• **SELECTED PASSAGE**
Ten thousand people in the street ... singin’ songs and a-carrying signs, mostly say ‘hooray’ for our side. For what it’s worth, America just survived an incredible week, with new optimism that the long arm of the moral universe is bending toward justice. Did someone forward you this email? Sign up to receive this newsletter weekly at inquirer.com/bunch. We are covering a revolution here!
The remarkable images that came out of Washington, D.C. this weekend were, in some ways, a near-fulfillment of the political fantasies of the large but loosely aligned group called “the Resistance” that had literally started forming in the pre-dawn hours of November 9, 2016 — vowing to protest, impede and eventually end the presidency of Donald Trump by virtually any means necessary.
Now, nearly 41 months into Trump’s term, 1600 Pennsylvania Avenue appeared under siege, literally surrounded by tens of thousands of chanting, occasionally singing protesters. In response, the 45th president has surrounded his palace with a new insurmountable fence, and had even famously retreated to the White House bunker for a short time, in fear of the crowd. On the surface, it looked very much like what one clique on the left — the faction that has protested Trump’s unfitness from 2017′s Women’s March straight through his impeachment trial this year — had prayed for, a Hong Kong-style protest aimed at bringing an end to Trumpism.
Except there was just one thing — the hordes out in the streets of D.C. (and literally hundreds of other U.S. cities and towns) this weekend weren’t there to protest Trump, not really. The much deeper issues of systemic racism in America, enforced by violent policing and illustrated by the killing of one man, George Floyd, on a Minneapolis street corner, brought out thousands of Millennials/Gen Z’ers and people of color who’d once viewed the Trump “resistance” as more their mom’s fight.

• **WHAT THE EXERCISE ASKS**
Write the next part of the newsletter column on the weekend protests in Washington. The rows have nothing to do with the column.

• **DATA FOR ANALYSIS**
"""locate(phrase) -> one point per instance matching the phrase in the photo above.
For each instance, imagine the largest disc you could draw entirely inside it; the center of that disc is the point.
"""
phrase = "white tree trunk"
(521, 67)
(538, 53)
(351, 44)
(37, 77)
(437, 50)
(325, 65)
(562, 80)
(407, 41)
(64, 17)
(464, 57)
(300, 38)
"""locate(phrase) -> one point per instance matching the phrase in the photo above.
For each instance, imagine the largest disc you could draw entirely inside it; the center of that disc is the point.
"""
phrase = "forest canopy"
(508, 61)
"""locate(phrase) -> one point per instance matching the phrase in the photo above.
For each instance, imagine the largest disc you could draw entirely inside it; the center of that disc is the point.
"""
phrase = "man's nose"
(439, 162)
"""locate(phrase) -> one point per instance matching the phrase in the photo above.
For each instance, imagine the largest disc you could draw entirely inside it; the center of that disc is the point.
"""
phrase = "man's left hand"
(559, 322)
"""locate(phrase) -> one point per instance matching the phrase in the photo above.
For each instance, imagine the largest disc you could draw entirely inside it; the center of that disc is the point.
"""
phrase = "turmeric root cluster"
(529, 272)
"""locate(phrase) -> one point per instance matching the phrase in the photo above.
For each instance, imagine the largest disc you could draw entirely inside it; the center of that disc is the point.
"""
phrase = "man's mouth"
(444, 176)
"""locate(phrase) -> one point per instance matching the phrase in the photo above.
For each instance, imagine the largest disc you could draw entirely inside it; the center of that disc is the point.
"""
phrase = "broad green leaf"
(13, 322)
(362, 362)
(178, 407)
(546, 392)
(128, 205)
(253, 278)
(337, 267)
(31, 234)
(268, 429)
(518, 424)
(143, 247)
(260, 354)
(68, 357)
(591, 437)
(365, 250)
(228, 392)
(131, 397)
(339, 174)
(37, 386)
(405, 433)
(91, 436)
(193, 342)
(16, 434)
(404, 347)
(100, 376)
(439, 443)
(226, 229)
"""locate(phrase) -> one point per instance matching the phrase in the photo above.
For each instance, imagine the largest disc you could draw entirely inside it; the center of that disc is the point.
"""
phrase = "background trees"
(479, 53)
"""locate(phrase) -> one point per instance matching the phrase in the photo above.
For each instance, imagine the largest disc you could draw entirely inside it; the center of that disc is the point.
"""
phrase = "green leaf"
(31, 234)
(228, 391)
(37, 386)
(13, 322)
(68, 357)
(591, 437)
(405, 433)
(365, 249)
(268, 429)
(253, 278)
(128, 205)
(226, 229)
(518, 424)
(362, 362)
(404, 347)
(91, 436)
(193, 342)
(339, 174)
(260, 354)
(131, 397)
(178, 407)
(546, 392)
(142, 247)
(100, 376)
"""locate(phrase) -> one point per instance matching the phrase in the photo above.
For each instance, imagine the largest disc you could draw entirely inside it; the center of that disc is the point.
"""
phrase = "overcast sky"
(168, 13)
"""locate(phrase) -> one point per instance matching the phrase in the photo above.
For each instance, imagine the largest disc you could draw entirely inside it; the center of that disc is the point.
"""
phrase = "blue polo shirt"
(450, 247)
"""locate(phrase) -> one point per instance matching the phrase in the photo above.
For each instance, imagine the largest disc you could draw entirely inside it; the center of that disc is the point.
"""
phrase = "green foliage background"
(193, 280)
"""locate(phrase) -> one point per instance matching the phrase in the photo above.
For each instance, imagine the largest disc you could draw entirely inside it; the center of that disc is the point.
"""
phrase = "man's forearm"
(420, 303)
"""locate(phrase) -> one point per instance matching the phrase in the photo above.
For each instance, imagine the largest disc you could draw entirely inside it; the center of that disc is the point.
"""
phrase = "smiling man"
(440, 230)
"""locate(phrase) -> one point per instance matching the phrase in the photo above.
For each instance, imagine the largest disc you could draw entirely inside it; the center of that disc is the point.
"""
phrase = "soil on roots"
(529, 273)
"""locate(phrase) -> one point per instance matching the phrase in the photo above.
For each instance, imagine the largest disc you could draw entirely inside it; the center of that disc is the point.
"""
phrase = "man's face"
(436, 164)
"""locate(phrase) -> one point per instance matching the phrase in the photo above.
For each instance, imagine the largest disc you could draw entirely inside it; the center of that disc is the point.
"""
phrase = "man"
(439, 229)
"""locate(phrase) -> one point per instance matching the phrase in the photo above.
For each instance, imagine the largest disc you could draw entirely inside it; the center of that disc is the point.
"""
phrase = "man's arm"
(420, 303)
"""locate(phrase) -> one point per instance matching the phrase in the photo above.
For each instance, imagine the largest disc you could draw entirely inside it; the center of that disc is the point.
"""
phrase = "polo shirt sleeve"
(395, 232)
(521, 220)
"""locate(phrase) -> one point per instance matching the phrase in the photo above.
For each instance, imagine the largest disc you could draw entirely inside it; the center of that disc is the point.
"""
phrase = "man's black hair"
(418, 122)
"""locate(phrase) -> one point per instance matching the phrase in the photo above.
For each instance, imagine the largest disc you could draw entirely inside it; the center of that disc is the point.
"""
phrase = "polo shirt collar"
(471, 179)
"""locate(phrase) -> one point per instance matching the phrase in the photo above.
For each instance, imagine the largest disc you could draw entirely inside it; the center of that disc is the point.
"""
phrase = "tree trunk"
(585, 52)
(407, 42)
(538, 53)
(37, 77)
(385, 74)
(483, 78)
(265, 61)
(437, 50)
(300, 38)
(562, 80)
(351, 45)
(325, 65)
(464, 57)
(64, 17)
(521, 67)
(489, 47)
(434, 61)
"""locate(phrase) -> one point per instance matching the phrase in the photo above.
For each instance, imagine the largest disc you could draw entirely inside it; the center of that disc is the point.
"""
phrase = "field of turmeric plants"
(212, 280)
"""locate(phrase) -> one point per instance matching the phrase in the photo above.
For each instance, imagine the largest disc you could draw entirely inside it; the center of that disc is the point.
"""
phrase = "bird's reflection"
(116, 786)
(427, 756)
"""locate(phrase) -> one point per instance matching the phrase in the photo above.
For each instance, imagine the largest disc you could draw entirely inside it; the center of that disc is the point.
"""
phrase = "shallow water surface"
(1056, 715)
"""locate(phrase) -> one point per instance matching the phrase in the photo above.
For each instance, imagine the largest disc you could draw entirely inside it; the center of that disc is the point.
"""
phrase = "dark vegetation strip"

• **TASK RESPONSE**
As early as January 2018, when I attended the large but somewhat unfocused second annual Women’s March, I began to worry that “the Resistance” — and its appeal weighted toward white suburban women older than 35 — was falling short of what was needed for radical change that would address not only Trump’s election but America’s broader problems. There were lots of families in strollers, and no cops in riot gear. Was that something to be celebrated, or did the lack of police presence prove that the established order didn’t feel threatened?
I spoke Tuesday morning with Dana Fisher, a University of Maryland sociology professor (and Philly-area native) who’s been studying Trump-era protest and recently authored American Resistance. She argues that the suburban-flavored movement that emerged organically from the ashes of Trump’s election is now more ready to tackle thornier issues such as racism — and with a more confrontational approach —than at the start of the journey.
“The people who started out as the mainstays of ‘the Resistance’ needed this time,” Fisher told me. She, a colleague and some volunteers surveyed protesters last week in New York, D,C., L.A., and even London. They found a significant number had taken part in earlier protests like the Women’s March, but also something surprising: That sizable numbers — 65% in Washington, for example — now agree that “some level of violence is justified in pursuit of political goals,” up sharply from early protests.
On one hand, I can’t help but wonder if the Trump resistance (and I’m including myself and my own focus as a columnist) — while it helped motivate #MeToo and the 2018 flip of the House — could have accomplished even more from the get-go. What if the movement had focused less on Trump himself and more on the social justice issues, as well as climate change, that bring young people into the street and force The Establishment to react? In hindsight, it probably would have been better to view Trump not as the illness but as an especially gross symptom of a larger disease.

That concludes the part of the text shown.